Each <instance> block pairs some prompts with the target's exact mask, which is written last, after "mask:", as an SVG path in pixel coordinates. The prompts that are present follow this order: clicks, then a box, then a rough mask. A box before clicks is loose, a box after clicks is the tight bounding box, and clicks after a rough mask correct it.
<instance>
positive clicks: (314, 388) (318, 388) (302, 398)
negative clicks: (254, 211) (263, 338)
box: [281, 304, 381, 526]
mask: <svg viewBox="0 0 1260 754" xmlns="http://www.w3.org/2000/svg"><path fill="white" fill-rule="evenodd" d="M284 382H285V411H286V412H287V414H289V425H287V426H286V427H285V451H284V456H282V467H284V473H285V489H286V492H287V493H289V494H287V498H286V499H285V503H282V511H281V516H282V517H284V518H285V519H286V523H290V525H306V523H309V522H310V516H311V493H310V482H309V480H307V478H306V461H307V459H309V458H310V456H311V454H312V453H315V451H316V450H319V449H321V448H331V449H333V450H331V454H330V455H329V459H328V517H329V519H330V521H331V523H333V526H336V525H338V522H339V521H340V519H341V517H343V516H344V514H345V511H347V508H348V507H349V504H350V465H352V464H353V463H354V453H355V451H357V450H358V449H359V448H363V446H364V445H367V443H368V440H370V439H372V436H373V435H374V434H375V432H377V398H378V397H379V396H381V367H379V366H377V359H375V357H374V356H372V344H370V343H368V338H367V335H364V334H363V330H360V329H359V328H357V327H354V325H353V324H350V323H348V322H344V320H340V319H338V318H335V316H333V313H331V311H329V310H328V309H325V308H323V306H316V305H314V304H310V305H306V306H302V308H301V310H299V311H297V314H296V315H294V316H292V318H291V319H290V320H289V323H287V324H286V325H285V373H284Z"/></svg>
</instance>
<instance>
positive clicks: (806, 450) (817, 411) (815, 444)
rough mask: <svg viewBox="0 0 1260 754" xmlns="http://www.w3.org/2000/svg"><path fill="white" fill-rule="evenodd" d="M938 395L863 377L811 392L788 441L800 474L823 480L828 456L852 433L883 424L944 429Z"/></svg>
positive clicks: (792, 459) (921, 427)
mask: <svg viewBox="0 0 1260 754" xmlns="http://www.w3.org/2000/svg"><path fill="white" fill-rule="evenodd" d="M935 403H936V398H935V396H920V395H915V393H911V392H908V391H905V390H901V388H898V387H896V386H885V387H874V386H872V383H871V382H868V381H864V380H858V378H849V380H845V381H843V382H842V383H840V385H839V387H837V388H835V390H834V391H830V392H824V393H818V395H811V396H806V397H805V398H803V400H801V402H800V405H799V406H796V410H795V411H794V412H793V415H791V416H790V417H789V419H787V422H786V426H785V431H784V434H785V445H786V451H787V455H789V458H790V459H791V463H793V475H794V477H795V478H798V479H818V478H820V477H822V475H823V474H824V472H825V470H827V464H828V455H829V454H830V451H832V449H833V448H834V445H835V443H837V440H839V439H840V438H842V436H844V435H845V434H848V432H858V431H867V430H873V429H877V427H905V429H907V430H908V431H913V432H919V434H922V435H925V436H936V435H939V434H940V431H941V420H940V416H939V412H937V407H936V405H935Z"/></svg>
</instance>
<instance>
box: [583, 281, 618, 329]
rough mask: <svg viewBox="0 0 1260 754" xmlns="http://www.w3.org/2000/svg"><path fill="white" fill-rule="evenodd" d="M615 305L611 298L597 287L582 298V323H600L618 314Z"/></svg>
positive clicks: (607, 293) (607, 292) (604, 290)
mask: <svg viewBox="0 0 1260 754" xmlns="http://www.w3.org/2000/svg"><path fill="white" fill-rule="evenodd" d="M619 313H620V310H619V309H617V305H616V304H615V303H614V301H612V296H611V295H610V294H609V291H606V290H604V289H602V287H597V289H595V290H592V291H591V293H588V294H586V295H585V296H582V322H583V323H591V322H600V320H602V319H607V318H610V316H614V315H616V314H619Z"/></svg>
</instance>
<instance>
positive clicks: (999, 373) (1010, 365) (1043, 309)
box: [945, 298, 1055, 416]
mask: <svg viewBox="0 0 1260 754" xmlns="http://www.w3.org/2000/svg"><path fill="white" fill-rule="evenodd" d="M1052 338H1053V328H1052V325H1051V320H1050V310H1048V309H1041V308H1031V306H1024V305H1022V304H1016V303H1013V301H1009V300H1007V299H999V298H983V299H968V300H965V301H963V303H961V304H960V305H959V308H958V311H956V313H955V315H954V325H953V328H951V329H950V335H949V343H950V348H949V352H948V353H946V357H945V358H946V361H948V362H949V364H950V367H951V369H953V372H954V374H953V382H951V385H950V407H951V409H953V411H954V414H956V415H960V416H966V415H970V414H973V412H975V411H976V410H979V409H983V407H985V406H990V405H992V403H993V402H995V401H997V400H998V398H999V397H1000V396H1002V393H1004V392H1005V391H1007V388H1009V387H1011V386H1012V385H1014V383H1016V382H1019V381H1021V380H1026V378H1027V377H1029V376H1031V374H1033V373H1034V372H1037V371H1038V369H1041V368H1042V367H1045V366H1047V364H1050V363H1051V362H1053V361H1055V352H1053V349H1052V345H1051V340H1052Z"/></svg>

● ● ●

**Work instruction**. Rewrite the listing above with every occurrence of "positive clicks" replaced by "foreground clicks", leaving everything else unchanged.

**Response box**.
Each <instance> block pairs some prompts with the target's exact mask, which is written last, after "mask:", as an SVG path in pixel coordinates. The prompts that are present follow this order: clicks, then a box, then a rough mask. A box before clicks is loose, a box after clicks is the tight bounding box, and clicks after a rough mask correct it.
<instance>
foreground clicks: (314, 388) (318, 388) (302, 398)
negative clicks: (254, 211) (263, 338)
box: [281, 304, 381, 526]
mask: <svg viewBox="0 0 1260 754" xmlns="http://www.w3.org/2000/svg"><path fill="white" fill-rule="evenodd" d="M284 382H285V411H286V412H287V414H289V425H287V426H286V427H285V451H284V456H282V467H284V473H285V489H286V492H287V493H289V494H287V498H286V499H285V503H282V511H281V516H282V517H284V518H285V519H286V523H290V525H306V523H309V522H310V516H311V493H310V482H309V480H307V478H306V461H307V459H309V458H310V456H311V454H312V453H315V451H316V450H319V449H321V448H331V449H333V450H331V454H330V455H329V459H328V517H329V519H330V521H331V523H333V526H336V525H338V522H339V521H340V519H341V517H343V516H344V514H345V511H347V508H348V507H349V504H350V465H352V464H353V463H354V453H355V451H357V450H358V449H359V448H363V446H364V445H367V443H368V440H370V439H372V436H373V435H374V434H375V432H377V398H378V397H379V396H381V367H379V366H377V359H375V357H374V356H372V344H370V343H368V338H367V335H364V334H363V330H360V329H359V328H357V327H354V325H353V324H350V323H348V322H344V320H340V319H338V318H335V316H333V313H331V311H329V310H328V309H325V308H323V306H316V305H314V304H310V305H306V306H302V308H301V310H299V311H297V314H296V315H294V316H292V318H291V319H290V320H289V323H287V324H286V325H285V373H284Z"/></svg>
</instance>
<instance>
foreground clicks: (806, 450) (817, 411) (815, 444)
rough mask: <svg viewBox="0 0 1260 754" xmlns="http://www.w3.org/2000/svg"><path fill="white" fill-rule="evenodd" d="M938 395L863 377L811 392L788 441L800 474L823 480L828 456L852 433L883 424L944 429Z"/></svg>
foreground clicks: (792, 459) (921, 427)
mask: <svg viewBox="0 0 1260 754" xmlns="http://www.w3.org/2000/svg"><path fill="white" fill-rule="evenodd" d="M935 403H936V398H935V396H920V395H915V393H911V392H908V391H905V390H901V388H898V387H896V386H885V387H874V386H872V383H871V382H868V381H864V380H858V378H849V380H845V381H843V382H842V383H840V385H839V387H837V388H835V390H834V391H830V392H824V393H818V395H811V396H806V397H805V398H803V400H801V402H800V405H799V406H796V410H795V411H794V412H793V415H791V416H790V417H789V419H787V422H786V426H785V431H784V434H785V445H786V451H787V455H789V458H790V459H791V463H793V475H794V477H795V478H798V479H818V478H820V477H822V475H823V474H824V472H825V470H827V464H828V455H829V454H830V451H832V449H833V448H834V445H835V443H837V440H839V439H840V438H842V436H844V435H845V434H848V432H858V431H867V430H873V429H877V427H905V429H907V430H908V431H913V432H919V434H922V435H925V436H936V435H939V434H940V431H941V420H940V416H939V412H937V407H936V405H935Z"/></svg>
</instance>
<instance>
box: [583, 281, 618, 329]
rough mask: <svg viewBox="0 0 1260 754" xmlns="http://www.w3.org/2000/svg"><path fill="white" fill-rule="evenodd" d="M615 305L611 298L597 287L582 298V323H600L618 314Z"/></svg>
foreground clicks: (607, 293) (607, 292) (604, 290)
mask: <svg viewBox="0 0 1260 754" xmlns="http://www.w3.org/2000/svg"><path fill="white" fill-rule="evenodd" d="M619 313H620V310H619V309H617V305H616V304H615V303H614V301H612V296H611V295H610V294H609V291H606V290H604V289H602V287H597V289H595V290H592V291H591V293H588V294H586V295H585V296H582V322H583V323H591V322H600V320H602V319H607V318H610V316H614V315H616V314H619Z"/></svg>
</instance>
<instance>
foreground clicks: (999, 373) (1010, 365) (1043, 309)
box: [945, 298, 1055, 416]
mask: <svg viewBox="0 0 1260 754" xmlns="http://www.w3.org/2000/svg"><path fill="white" fill-rule="evenodd" d="M1052 338H1053V328H1052V325H1051V320H1050V310H1048V309H1041V308H1031V306H1024V305H1022V304H1016V303H1013V301H1009V300H1007V299H999V298H983V299H968V300H965V301H963V303H961V304H960V305H959V308H958V311H956V313H955V315H954V325H953V328H951V329H950V335H949V343H950V348H949V352H948V353H946V357H945V358H946V361H948V362H949V364H950V367H951V369H953V372H954V374H953V382H951V385H950V407H951V409H953V411H954V414H956V415H960V416H966V415H970V414H973V412H975V411H976V410H979V409H983V407H985V406H990V405H992V403H993V402H995V401H997V400H998V398H999V397H1000V396H1002V393H1004V392H1005V391H1007V388H1009V387H1011V386H1012V385H1014V383H1016V382H1019V381H1021V380H1026V378H1027V377H1029V376H1031V374H1033V373H1034V372H1037V371H1038V369H1041V368H1042V367H1045V366H1047V364H1050V363H1051V362H1053V361H1055V352H1053V349H1052V345H1051V340H1052Z"/></svg>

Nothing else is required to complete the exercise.